* WHAT THIS TASK INVOLVES: Take the line containing "instance of blue" and every line after it in the data below, and print them exactly as given, with nothing else.

* INFORMATION SHOWN:
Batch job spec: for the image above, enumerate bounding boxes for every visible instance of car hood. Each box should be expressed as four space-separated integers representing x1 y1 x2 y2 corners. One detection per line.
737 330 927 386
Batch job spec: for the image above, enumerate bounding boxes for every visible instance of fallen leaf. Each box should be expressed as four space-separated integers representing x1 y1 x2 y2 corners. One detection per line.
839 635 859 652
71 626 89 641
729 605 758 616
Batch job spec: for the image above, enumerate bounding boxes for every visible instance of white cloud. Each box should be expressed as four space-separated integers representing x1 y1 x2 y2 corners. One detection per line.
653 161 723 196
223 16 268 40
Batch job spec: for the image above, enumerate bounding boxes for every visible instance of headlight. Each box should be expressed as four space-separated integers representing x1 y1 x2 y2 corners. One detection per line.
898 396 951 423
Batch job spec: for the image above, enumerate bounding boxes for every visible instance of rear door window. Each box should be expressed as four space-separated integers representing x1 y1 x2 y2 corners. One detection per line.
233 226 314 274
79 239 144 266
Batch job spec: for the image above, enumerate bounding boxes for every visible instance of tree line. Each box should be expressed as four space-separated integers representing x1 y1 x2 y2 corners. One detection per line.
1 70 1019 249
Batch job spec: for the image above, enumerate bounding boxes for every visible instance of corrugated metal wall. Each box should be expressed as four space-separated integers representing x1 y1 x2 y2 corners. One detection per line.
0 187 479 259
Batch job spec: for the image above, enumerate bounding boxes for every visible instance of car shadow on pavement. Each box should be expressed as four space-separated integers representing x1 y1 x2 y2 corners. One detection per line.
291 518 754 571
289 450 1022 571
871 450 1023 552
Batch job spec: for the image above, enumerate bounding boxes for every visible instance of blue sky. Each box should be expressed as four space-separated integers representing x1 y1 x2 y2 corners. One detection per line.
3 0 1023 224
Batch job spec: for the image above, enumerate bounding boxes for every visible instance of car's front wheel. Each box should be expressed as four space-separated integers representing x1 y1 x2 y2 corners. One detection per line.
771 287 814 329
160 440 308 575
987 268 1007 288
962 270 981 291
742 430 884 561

* SOLUTION:
Batch job spec: for the image above, enumerate bounding boxes for every visible instance of blue sky. Each box should be expressed as four space-separated integers representing x1 y1 x2 y2 corners. One detection per line.
3 0 1023 224
Batch job spec: for the image above, enumerate bounding boxes for every visible instance of car's front wheel. Each box should be expressed as four space-separated integers representing x1 y1 x2 y2 corners. One detection per line.
771 287 814 329
160 440 308 575
987 268 1007 288
962 270 981 291
742 430 884 561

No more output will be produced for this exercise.